[Opening EXERCISE INPUTS section]

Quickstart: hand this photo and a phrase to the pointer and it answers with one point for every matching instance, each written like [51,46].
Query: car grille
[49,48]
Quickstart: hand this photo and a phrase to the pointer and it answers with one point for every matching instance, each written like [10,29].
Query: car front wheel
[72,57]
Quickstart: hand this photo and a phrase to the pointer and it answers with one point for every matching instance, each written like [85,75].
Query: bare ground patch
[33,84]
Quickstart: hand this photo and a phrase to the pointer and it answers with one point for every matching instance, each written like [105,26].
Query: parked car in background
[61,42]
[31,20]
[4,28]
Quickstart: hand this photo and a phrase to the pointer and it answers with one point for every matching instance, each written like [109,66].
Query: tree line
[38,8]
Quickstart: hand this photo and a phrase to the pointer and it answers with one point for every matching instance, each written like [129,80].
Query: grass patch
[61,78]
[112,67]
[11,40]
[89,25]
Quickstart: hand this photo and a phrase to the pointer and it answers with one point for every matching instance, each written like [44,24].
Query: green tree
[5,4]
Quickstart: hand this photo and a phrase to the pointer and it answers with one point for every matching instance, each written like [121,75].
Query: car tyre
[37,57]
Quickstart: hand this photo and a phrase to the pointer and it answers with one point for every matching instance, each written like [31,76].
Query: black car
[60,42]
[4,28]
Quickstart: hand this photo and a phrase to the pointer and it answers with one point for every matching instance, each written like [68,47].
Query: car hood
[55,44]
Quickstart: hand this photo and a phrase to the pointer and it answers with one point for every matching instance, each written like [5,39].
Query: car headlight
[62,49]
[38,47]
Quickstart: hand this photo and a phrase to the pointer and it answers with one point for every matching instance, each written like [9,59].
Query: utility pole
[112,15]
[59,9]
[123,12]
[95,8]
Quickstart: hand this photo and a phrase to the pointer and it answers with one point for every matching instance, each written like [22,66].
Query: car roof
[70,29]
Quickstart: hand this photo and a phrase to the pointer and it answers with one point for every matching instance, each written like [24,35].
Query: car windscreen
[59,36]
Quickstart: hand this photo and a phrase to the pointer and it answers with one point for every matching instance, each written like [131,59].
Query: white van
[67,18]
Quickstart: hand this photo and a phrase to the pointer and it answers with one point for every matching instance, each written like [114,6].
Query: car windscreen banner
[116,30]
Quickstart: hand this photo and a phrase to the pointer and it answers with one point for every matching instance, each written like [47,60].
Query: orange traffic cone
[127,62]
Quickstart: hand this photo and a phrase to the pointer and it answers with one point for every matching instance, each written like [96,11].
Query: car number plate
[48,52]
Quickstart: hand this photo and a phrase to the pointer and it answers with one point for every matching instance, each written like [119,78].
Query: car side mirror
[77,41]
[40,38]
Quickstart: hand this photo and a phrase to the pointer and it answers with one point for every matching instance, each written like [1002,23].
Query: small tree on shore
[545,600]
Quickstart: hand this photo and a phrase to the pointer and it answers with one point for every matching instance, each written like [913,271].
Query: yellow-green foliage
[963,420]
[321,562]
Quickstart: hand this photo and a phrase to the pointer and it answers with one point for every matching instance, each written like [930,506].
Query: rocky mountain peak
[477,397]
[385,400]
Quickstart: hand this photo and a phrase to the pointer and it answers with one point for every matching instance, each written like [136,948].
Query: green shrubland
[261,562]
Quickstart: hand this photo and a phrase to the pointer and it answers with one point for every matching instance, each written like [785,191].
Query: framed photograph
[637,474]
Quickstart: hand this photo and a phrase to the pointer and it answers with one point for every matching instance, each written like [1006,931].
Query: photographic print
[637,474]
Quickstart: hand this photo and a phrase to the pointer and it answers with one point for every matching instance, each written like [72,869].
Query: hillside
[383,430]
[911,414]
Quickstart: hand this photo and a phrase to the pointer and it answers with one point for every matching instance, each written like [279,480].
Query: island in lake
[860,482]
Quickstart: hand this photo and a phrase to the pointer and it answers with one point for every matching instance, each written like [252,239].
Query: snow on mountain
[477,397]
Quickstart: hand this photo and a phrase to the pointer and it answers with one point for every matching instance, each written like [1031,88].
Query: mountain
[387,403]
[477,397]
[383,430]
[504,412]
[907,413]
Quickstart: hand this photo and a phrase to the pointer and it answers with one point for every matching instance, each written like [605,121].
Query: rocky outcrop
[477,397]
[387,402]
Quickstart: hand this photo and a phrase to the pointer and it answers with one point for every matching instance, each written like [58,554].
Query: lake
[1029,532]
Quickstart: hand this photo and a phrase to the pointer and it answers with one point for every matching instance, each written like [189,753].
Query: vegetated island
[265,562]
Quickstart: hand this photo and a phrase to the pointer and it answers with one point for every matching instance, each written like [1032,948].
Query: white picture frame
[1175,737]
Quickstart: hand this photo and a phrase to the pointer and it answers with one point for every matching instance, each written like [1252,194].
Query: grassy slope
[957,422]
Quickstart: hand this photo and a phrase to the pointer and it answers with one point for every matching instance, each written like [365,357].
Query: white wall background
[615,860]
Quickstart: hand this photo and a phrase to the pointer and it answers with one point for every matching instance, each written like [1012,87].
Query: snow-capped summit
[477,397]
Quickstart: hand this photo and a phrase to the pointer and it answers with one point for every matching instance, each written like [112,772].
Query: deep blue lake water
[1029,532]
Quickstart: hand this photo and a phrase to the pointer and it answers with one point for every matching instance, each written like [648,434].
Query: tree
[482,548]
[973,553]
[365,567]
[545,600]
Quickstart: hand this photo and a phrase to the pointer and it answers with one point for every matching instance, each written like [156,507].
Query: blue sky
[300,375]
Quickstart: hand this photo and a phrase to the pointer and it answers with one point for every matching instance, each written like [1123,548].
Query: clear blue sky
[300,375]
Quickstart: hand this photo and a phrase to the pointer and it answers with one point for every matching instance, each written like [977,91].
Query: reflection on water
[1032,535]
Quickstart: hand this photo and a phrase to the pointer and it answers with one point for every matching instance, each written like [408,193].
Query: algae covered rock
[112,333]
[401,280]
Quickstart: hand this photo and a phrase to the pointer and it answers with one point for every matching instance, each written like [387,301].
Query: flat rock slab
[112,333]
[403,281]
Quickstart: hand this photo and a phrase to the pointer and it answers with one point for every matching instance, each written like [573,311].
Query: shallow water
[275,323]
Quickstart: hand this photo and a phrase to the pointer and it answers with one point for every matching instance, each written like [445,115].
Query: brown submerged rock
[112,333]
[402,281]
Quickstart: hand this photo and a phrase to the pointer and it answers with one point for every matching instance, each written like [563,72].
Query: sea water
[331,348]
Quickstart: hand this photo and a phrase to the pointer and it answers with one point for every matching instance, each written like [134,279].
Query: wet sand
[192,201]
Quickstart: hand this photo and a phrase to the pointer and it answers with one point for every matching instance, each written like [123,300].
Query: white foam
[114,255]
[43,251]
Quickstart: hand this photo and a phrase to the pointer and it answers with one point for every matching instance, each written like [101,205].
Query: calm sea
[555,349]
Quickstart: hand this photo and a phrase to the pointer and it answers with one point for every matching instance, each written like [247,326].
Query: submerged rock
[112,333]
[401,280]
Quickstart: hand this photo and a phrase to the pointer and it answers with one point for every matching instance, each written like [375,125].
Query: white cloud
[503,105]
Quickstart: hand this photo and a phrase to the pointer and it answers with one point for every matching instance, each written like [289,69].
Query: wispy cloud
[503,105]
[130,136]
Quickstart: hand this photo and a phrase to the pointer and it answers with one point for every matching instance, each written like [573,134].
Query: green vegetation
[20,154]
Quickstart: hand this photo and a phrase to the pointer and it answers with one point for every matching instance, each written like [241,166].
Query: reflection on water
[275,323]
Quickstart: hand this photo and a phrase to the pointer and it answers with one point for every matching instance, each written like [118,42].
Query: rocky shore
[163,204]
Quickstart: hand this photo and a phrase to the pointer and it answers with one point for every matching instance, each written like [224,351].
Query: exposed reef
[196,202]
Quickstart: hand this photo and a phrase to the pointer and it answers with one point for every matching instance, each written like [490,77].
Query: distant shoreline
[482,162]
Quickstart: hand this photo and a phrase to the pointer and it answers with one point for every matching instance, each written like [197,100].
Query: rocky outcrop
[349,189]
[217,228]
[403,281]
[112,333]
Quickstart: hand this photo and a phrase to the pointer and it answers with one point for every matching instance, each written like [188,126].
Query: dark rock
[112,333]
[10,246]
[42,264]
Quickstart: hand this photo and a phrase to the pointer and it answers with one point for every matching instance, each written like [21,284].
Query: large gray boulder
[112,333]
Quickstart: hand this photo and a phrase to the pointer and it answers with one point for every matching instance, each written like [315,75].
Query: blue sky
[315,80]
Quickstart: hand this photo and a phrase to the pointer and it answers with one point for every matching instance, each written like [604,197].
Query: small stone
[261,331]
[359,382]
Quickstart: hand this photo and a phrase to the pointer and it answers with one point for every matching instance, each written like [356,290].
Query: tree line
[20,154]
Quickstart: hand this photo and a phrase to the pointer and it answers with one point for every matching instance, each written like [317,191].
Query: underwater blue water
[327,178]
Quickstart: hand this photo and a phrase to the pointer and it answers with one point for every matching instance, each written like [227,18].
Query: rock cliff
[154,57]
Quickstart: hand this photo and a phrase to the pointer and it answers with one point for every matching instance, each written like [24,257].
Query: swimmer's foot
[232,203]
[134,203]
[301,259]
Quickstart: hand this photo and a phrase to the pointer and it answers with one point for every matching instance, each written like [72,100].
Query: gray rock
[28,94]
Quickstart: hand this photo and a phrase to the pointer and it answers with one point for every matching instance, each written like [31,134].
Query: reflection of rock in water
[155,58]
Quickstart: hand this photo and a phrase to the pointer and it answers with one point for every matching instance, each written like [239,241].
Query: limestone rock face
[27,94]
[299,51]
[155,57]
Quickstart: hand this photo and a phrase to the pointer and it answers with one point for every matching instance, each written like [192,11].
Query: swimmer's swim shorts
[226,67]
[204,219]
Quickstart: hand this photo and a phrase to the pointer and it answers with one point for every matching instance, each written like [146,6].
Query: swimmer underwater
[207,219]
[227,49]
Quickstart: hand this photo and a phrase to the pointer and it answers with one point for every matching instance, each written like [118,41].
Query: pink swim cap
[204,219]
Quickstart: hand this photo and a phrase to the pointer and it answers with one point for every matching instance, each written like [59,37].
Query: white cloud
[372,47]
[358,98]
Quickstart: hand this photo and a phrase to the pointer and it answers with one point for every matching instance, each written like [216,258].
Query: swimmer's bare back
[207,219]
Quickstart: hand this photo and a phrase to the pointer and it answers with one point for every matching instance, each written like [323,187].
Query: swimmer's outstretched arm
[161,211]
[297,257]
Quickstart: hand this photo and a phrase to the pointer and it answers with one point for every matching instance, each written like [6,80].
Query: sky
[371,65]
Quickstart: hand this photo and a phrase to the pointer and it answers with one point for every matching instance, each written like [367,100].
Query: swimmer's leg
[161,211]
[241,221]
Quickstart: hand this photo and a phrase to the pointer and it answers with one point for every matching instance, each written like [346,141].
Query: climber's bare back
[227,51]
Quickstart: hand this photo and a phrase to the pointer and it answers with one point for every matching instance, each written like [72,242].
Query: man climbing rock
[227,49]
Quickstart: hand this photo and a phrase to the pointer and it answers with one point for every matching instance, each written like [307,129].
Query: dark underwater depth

[Closing EXERCISE INPUTS section]

(WHAT TO WORK ON) Leave out every line above except those from the line with "written like [227,18]." up to and including the line with "written like [31,134].", and copy those exactly.

(ANSWER BOX)
Quickstart: hand this photo and a phrase to the pointer and it answers with one point for every matching instance, each written like [227,18].
Query: rock cliff
[154,57]
Quickstart: hand this photo and a phrase to the pointer and it answers with one point for every matching instance, each written like [24,257].
Query: swimmer's foot
[232,203]
[134,203]
[301,259]
Quickstart: hand this photo and a phrase to the pointer and it answers with one point for every matching instance, each written like [72,100].
Query: gray rock
[28,94]
Quickstart: hand this photo and a phrase to the pointer and it answers with one point for every matching instance, each written like [31,134].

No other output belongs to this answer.